◆ PASSAGE
——

SHANGHAI, Feb 11 (SMM) —Silicon metals prices diverged in January. Metallurgical-grade silicon prices fell before rising, while chemical-grade silicon prices dropped slightly. Many downstream users from home and overseas restocked in advance in January ahead of the Chinese New Year (CNY) holidays in February. Silicon plants had reduced prices to promote sales as they concerned that inventories of finished products might pile up during the holiday, but in late January orders at large-scale silicon plants in Xinjiang and small and medium-scale plants in South-west China have been scheduled to late February. Sufficient orders prompted plants to raise prices.
In previous years, trades are usually quiet before the CNY holiday, but this year downstream users and traders were still purchasing raw materials until the week before CNY and two overseas downstream buyers commenced quarterly bidding in advance. Expectations of higher post-holiday silicon metal prices drove some traders and downstream users to restock in advance. Silicon metals #553 and #3303 were even in short supply in the first week of February.
Domestic silicone monomer plants and aluminium alloy plants without sufficient feedstock are expected to resume procurements after the holiday, while end-user consumption is likely to recover till April. Restricted transport amid the COVID-19 pandemic limited silicon metal inventories in consuming areas and quarterly orders from Japan are likely to be released in late February or early March, which are likely to boost prices of some metallurgical-grade silicon metals after the holiday.

——

◆ SOURCE MATERIAL
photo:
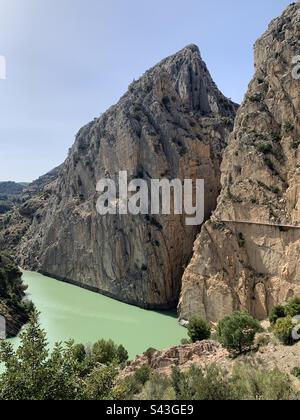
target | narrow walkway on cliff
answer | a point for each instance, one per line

——

◆ ACTIVITY A
In the silicon market report, reproduce the text between "In previous years, trades" and "week of February.", inclusive, replacing "traders" with "dealers".
◆ ACTIVITY B
Summarize the silicon market report in two sentences.
◆ ACTIVITY C
According to the silicon market report, why did silicon plants raise prices in late January after earlier cutting them?

◆ EXERCISE RESPONSE A
In previous years, trades are usually quiet before the CNY holiday, but this year downstream users and dealers were still purchasing raw materials until the week before CNY and two overseas downstream buyers commenced quarterly bidding in advance. Expectations of higher post-holiday silicon metal prices drove some dealers and downstream users to restock in advance. Silicon metals #553 and #3303 were even in short supply in the first week of February.

◆ EXERCISE RESPONSE B
In January, metallurgical-grade silicon prices fell before rising and chemical-grade prices dropped slightly, as many downstream users at home and overseas restocked ahead of the Chinese New Year holiday. Expectations of higher post-holiday prices kept traders and downstream users buying, and renewed procurement by domestic plants together with quarterly orders from Japan is likely to boost prices of some metallurgical-grade silicon metals after the holiday.

◆ EXERCISE RESPONSE C
The plants had cut prices to promote sales because they were concerned that inventories of finished products might pile up during the holiday. By late January, orders at large-scale plants in Xinjiang and at small and medium-scale plants in South-west China had been scheduled to late February. These sufficient orders prompted the plants to raise prices.